━━━━━ Text

Friday, January 13, 2012

God and Albert Einstein

Albert Einstein  (1879-1955)

The personal letters in Hebrew University archives and other sources have indicated according to published news that Albert Einstein  apparently did not believe in God. However, such statements about his personal faith may be misleading and inaccurate as he did not believe in a personal God.

Wikipedia summarizes:
Albert Einstein's religious views have been studied due to his sometimes apparently ambiguous statements and writings on the subject. He believed in the God of Baruch Spinoza, but not in a personal God, a belief which he criticized. He also called himself an agnostic, and criticized atheism, preferring he said "an attitude of humility."

In the letters we get the feeling that Albert Einstein despised the observant Judaism of his own religion with its superstitions, obscurantism, strange manners and habits. And possibly his brilliant mind found other religions similarly illogical, irrational, lacking the logical clarity and beauty he found in scientific theory.

In a letter to Eric Gutkind dated 3 January 1954, Einstein wrote in German,
"For me the Jewish religion like all other religions is an incarnation of the most childish superstitions. And the Jewish people to whom I gladly belong and with whose mentality I have a deep affinity have no different quality for me than all other people. As far as my experience goes, they are also no better than other human groups, although they are protected from the worst cancers by a lack of power. Otherwise I cannot see anything 'chosen' about them."

As a scientist, theoretical physicist, he did not understand the role of irrational religion, myth and superstition for humanity. It is exactly this heritage of irrational religion with its many confusions and mysteries and inner contradictions that has helped the Jewish people to survive two thousand years of life in diaspora. Einstein himself was invited to become the first president of Israel, an offer he declined. Another scientist, Chaim Weizman, took the job instead.

The birth of the Jewish State is not a vindication of Jewish religion or Jewish people - it is a vindication of the God of Israel!

In my opinion here is a significant difference.

Not understanding the meaning of religion, the significance of ancient spiritual heritage, rabbinical mumblings and ancient interpretations of Mosaic Law in Talmud or the prophets of Israel inspiring modern Judaism is not the same as not believing in God.

In fact, when he said God does not play dice he encapsulated the essence of a significant problem in theoretical physics into a shortest sentence possible!

━━━━━━━━━━
━━━━━ Data section

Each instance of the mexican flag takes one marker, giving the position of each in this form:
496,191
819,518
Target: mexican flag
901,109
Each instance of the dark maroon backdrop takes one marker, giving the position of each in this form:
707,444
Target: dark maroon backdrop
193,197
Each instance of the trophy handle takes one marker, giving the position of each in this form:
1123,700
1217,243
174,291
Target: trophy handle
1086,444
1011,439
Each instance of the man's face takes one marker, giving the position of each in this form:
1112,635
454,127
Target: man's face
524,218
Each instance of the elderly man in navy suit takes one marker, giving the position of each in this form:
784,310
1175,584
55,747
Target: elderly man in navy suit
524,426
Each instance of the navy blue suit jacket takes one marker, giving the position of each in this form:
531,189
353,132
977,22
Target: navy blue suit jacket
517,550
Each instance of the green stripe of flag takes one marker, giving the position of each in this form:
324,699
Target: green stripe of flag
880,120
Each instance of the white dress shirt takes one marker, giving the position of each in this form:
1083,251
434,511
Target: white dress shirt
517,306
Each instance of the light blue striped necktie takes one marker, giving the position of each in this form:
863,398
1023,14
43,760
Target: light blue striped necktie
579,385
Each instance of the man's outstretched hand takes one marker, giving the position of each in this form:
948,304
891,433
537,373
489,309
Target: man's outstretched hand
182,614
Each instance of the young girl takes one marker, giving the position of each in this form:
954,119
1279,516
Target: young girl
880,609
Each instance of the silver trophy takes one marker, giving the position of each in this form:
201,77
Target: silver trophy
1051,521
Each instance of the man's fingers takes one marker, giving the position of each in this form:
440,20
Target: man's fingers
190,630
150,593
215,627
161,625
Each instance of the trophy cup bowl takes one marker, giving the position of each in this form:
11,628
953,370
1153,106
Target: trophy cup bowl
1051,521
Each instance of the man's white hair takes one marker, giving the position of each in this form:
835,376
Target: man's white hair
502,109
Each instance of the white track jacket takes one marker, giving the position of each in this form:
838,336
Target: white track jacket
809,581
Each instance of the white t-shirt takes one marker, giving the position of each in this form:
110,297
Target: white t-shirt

━━━━━━━━━━
━━━━━ Data section

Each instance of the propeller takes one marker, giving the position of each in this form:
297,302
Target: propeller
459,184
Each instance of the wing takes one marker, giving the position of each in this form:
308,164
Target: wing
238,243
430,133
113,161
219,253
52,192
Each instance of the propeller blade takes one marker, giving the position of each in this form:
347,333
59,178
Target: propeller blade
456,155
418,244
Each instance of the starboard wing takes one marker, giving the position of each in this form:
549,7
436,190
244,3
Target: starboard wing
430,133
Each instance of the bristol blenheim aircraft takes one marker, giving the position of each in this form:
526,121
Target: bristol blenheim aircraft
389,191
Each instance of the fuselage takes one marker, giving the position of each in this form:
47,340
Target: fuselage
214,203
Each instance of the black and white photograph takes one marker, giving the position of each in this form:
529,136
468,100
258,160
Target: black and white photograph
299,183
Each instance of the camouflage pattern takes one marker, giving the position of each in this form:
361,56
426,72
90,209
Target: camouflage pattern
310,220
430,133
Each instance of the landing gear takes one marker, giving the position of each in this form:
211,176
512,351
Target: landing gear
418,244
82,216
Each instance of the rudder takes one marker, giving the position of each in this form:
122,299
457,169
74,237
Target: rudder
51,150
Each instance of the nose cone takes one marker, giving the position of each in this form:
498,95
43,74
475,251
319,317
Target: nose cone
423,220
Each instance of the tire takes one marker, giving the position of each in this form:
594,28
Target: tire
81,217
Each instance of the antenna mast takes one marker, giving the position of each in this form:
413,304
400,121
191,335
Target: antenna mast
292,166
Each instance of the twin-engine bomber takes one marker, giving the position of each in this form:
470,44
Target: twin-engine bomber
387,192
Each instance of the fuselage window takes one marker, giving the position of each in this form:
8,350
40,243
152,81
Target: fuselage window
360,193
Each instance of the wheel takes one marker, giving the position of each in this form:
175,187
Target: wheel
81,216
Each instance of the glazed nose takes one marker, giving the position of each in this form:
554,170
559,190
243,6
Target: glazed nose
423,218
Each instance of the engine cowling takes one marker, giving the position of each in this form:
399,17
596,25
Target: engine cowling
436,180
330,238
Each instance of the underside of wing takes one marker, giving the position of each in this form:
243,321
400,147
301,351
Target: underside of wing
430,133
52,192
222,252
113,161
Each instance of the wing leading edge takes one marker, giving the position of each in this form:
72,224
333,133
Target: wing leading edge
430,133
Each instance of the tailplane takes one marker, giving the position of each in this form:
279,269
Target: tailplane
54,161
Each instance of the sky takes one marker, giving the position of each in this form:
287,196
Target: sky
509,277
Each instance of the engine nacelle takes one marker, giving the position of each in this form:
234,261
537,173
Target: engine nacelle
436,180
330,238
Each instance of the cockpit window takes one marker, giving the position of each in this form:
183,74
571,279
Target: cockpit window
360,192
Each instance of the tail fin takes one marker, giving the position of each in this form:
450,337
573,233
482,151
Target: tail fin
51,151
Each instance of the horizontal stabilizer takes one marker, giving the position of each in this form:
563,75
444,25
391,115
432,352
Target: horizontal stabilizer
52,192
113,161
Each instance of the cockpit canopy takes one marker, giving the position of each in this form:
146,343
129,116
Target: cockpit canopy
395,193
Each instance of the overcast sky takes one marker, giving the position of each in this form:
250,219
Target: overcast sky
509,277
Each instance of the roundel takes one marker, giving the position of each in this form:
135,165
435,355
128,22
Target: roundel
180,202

━━━━━━━━━━

■ **What you are asked to do**: In the text on Einstein and God, who became the first president of Israel after Einstein declined the offer?

■ **Worked solution**: Chaim Weizman, another scientist, took the job.